(Items):
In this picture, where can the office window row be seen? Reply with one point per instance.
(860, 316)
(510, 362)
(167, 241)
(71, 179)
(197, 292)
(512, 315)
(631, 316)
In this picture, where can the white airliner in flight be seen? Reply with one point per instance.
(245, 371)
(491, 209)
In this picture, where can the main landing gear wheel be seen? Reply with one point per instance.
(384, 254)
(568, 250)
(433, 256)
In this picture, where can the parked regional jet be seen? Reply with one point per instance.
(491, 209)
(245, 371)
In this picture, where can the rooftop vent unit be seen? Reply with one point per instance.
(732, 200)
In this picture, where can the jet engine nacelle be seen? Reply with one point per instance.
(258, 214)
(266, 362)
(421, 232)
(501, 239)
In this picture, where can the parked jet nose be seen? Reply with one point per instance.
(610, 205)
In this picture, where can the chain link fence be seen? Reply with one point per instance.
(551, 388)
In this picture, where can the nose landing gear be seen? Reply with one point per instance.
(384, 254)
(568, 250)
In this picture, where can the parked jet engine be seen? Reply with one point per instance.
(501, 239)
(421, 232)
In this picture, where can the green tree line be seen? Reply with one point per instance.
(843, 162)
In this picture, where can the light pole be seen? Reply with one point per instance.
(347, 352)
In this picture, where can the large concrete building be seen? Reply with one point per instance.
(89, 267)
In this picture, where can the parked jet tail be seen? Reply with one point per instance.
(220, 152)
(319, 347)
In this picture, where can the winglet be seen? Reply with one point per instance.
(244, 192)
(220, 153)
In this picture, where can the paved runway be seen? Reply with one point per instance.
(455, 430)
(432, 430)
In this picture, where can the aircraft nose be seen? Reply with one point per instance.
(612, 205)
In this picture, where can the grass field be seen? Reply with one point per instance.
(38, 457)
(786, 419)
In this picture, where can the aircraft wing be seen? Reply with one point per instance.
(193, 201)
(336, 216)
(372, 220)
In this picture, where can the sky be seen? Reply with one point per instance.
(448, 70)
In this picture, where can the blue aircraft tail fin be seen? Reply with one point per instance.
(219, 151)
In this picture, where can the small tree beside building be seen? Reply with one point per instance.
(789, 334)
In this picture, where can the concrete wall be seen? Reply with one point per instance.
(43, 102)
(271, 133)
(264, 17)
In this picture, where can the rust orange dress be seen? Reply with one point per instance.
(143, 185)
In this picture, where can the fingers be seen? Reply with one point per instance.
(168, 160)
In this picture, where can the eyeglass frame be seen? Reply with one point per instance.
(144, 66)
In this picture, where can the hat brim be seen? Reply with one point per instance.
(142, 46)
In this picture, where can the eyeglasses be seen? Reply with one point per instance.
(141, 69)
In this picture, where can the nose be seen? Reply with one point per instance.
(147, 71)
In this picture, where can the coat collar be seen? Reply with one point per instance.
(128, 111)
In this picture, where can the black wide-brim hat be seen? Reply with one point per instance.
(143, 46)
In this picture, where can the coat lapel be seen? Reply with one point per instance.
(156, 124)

(Set problem):
Copy every item above word for word, in the same order.

(Written solution):
In this picture, where can the office window row be seen? Reply with one point per instance.
(860, 316)
(510, 362)
(167, 241)
(71, 179)
(197, 292)
(512, 315)
(631, 316)
In this picture, where can the white airliner in flight be seen? Reply with one point per instance.
(245, 371)
(491, 209)
In this picture, where can the main landing gear wheel be seen? Reply with one point per instance.
(384, 254)
(568, 250)
(433, 256)
In this picture, where can the parked regional jet be seen? Reply with one point per instance.
(491, 209)
(245, 371)
In this picture, where can the rooftop vent unit be seen? Reply with one point per instance.
(732, 200)
In this picture, where can the jet engine nacelle be seen? Reply with one point per instance.
(258, 214)
(266, 362)
(421, 232)
(501, 239)
In this picture, where can the parked jet nose be seen? Reply with one point per instance.
(610, 205)
In this picture, where can the chain link fence be seen? Reply with one point per instance.
(551, 388)
In this picture, where can the nose landing gear be seen? Reply with one point per instance.
(384, 254)
(568, 250)
In this picture, where can the parked jet engine be seen? Reply with one point per instance.
(501, 239)
(421, 232)
In this picture, where can the green tree line be seen? Reply with one point per instance.
(843, 162)
In this picture, where can the light pole be seen? Reply with one point per instance.
(347, 352)
In this picture, where can the large concrete building be seen? Reply with one point per instance.
(89, 267)
In this picture, where can the parked jet tail be seen? Reply with one point per instance.
(220, 152)
(319, 347)
In this picture, where can the winglet be seen? Reply with one point per instance.
(244, 192)
(220, 153)
In this picture, where can the paved runway be seen? Reply with one point per instance.
(455, 430)
(432, 430)
In this picture, where can the aircraft nose be seen? Reply with one point per instance.
(612, 205)
In this picture, where can the grass field be seen? Reply with one point per instance.
(38, 457)
(786, 419)
In this picture, where can the aircraft wing be seen? Reply with one point per instance.
(193, 201)
(336, 216)
(372, 220)
In this picture, where can the sky be seen? Reply with one point per instance.
(448, 70)
In this picture, where can the blue aircraft tail fin be seen? Reply with one point per instance.
(219, 151)
In this picture, where can the small tree beside building be seen? Reply with one point per instance.
(789, 334)
In this picture, where can the concrete wall be seen? Reply with one point per instance.
(43, 102)
(271, 133)
(264, 17)
In this picture, where can the rust orange dress be seen? Reply with one point per instance.
(143, 185)
In this picture, where can the fingers be seen? Reply with one point per instance.
(168, 160)
In this picture, where can the eyeglass frame be seen? Reply with one point per instance.
(144, 66)
In this picture, where can the hat brim be seen? Reply with one point per instance.
(142, 46)
In this picture, where can the eyeglasses be seen? Reply with one point per instance.
(141, 69)
In this picture, where can the nose be seen? Reply with one point per instance.
(147, 71)
In this picture, where can the coat collar be seen? Reply with one point per instance.
(128, 111)
In this picture, where can the black wide-brim hat be seen? Reply with one point per instance.
(143, 46)
In this picture, where can the coat lapel be seen? Reply with one point per instance.
(156, 124)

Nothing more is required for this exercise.